設定課題 —
レコードの冒頭から「pixel 810 259」を含む行までの範囲（両端を含む）を、列名「本文」「回答」の2列CSVとして表せ。本文1件につき1行とし、本文と回答はそれぞれ改行を空白に置き換え、引用符で囲んだ1フィールドに収めること。

::::

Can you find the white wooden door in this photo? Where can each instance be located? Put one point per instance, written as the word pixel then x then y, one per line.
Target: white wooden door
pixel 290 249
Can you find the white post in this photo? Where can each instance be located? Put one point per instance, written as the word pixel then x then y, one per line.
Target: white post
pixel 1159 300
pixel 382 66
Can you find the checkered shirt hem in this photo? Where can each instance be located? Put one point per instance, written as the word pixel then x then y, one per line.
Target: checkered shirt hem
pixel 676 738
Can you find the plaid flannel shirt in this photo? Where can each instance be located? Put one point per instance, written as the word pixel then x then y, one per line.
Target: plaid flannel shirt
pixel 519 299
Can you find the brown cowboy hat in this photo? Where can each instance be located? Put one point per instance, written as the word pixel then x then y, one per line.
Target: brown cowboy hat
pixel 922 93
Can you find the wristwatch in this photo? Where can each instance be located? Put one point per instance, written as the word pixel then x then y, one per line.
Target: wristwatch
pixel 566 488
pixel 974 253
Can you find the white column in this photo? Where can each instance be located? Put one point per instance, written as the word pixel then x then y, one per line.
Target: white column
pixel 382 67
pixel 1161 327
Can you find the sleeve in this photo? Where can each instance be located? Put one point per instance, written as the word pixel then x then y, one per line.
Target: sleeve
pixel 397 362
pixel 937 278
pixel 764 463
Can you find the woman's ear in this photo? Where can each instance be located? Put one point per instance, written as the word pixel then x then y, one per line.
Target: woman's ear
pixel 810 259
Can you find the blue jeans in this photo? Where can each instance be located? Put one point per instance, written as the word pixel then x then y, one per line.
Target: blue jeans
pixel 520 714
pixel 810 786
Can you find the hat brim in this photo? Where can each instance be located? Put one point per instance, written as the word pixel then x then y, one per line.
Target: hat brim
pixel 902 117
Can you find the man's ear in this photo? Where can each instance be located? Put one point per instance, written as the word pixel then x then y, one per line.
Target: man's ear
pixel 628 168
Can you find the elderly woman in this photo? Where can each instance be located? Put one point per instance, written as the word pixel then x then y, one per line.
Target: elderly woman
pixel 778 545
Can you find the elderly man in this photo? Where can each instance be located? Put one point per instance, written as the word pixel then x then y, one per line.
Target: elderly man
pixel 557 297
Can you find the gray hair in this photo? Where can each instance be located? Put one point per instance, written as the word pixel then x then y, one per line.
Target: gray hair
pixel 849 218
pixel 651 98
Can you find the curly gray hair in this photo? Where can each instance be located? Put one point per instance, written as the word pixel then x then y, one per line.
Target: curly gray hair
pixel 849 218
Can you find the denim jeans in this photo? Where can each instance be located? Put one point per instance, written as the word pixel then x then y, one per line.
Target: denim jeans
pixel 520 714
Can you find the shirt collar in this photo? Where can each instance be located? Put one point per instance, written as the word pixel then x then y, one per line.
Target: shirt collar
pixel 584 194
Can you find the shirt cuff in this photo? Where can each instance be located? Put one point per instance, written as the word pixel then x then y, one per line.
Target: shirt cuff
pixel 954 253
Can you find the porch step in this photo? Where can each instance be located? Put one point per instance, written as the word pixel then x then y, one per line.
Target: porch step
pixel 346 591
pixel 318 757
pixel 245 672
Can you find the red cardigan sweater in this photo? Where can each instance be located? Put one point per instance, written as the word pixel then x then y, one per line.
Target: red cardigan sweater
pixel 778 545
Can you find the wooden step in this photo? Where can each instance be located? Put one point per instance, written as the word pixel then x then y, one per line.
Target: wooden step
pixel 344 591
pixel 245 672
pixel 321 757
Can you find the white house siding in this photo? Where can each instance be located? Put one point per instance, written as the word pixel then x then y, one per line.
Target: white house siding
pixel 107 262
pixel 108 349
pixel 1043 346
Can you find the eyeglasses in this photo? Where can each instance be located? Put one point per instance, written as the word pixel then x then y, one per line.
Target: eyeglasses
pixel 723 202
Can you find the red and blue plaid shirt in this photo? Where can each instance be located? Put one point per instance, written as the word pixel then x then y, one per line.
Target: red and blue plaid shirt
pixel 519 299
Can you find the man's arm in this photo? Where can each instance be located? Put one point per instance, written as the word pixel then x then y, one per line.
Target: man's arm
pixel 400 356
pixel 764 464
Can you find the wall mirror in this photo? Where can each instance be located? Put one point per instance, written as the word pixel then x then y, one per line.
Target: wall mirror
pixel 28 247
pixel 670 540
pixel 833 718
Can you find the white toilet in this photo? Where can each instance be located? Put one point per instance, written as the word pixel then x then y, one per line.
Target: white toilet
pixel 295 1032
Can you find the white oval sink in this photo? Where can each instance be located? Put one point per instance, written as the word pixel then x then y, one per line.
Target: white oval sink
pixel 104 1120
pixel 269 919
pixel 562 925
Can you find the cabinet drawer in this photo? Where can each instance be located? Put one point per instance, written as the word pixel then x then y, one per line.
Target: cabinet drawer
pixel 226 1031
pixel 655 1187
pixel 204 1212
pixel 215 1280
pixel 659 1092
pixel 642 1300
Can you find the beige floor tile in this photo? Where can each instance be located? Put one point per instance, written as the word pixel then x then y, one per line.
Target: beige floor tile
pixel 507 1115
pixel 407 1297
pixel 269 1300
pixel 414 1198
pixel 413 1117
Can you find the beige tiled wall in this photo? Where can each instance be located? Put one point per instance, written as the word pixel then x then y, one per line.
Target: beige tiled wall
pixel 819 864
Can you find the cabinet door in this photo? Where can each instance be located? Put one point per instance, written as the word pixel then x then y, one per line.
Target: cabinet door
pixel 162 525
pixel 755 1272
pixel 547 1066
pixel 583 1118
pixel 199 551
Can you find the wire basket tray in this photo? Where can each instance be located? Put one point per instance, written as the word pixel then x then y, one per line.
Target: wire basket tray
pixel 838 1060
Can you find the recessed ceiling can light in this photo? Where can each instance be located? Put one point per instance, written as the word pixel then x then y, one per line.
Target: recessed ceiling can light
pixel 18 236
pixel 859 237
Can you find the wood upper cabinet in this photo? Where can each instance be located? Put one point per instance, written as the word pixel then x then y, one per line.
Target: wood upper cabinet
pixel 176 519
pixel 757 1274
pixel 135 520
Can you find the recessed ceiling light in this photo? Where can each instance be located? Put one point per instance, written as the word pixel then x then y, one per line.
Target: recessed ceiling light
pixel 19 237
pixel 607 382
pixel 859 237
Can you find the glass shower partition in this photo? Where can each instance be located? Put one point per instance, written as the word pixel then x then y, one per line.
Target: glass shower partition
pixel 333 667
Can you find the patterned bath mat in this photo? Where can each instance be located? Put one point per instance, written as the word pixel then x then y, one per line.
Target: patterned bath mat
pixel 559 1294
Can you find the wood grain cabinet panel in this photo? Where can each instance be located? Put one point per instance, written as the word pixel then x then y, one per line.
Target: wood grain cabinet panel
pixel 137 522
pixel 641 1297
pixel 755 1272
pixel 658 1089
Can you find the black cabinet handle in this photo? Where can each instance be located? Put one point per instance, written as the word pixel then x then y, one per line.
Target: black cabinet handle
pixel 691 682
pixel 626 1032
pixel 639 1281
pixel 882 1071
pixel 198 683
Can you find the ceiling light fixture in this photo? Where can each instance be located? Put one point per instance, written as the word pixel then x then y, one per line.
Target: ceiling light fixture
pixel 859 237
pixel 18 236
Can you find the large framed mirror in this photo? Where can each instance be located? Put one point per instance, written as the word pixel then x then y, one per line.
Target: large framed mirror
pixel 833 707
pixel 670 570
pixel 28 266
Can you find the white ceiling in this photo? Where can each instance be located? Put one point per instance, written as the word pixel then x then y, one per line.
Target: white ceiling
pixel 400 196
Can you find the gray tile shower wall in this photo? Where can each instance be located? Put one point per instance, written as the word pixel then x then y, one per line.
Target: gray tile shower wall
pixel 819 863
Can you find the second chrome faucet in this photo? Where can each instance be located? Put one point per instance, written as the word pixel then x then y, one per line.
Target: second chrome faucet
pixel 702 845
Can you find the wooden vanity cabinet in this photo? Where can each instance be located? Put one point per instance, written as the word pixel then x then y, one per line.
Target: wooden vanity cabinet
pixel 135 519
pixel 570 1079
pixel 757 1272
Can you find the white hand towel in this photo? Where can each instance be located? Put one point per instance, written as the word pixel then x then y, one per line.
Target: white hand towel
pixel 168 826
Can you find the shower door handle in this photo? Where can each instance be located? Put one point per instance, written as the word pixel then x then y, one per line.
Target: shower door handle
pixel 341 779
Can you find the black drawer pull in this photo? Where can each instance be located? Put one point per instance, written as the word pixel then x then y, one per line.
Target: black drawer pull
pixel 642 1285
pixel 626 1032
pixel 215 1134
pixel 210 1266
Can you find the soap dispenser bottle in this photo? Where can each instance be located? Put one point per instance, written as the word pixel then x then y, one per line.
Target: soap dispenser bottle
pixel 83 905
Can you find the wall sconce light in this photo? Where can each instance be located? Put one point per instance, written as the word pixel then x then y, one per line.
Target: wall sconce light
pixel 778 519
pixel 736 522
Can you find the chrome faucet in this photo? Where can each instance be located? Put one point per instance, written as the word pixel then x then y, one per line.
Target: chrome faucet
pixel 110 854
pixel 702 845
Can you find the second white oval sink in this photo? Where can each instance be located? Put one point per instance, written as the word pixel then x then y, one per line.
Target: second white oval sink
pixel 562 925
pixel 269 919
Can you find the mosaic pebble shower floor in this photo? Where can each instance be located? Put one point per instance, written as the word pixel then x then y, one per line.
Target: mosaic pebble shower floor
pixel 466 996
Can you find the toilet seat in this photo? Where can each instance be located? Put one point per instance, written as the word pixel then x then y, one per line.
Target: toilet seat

::::

結果 —
本文,回答
"Can you find the white wooden door in this photo? Where can each instance be located? Put one point per instance, written as the word pixel then x then y, one per line. Target: white wooden door","pixel 290 249"
"Can you find the white post in this photo? Where can each instance be located? Put one point per instance, written as the word pixel then x then y, one per line. Target: white post","pixel 1159 300 pixel 382 66"
"Can you find the checkered shirt hem in this photo? Where can each instance be located? Put one point per instance, written as the word pixel then x then y, one per line. Target: checkered shirt hem","pixel 676 738"
"Can you find the plaid flannel shirt in this photo? Where can each instance be located? Put one point per instance, written as the word pixel then x then y, one per line. Target: plaid flannel shirt","pixel 519 299"
"Can you find the brown cowboy hat in this photo? Where can each instance be located? Put one point per instance, written as the word pixel then x then y, one per line. Target: brown cowboy hat","pixel 922 93"
"Can you find the wristwatch in this photo? Where can each instance be located? Put one point per instance, written as the word pixel then x then y, one per line. Target: wristwatch","pixel 566 488 pixel 974 253"
"Can you find the white column in this photo? Where can each instance be located? Put one point per instance, written as the word pixel then x then y, one per line. Target: white column","pixel 382 67 pixel 1161 327"
"Can you find the sleeve in this photo? Where can each instance be located? Put one point per instance, written as the word pixel then x then y, one per line. Target: sleeve","pixel 397 362 pixel 937 278 pixel 764 463"
"Can you find the woman's ear in this photo? Where can each instance be located? Put one point per instance, written as the word pixel then x then y, one per line. Target: woman's ear","pixel 810 259"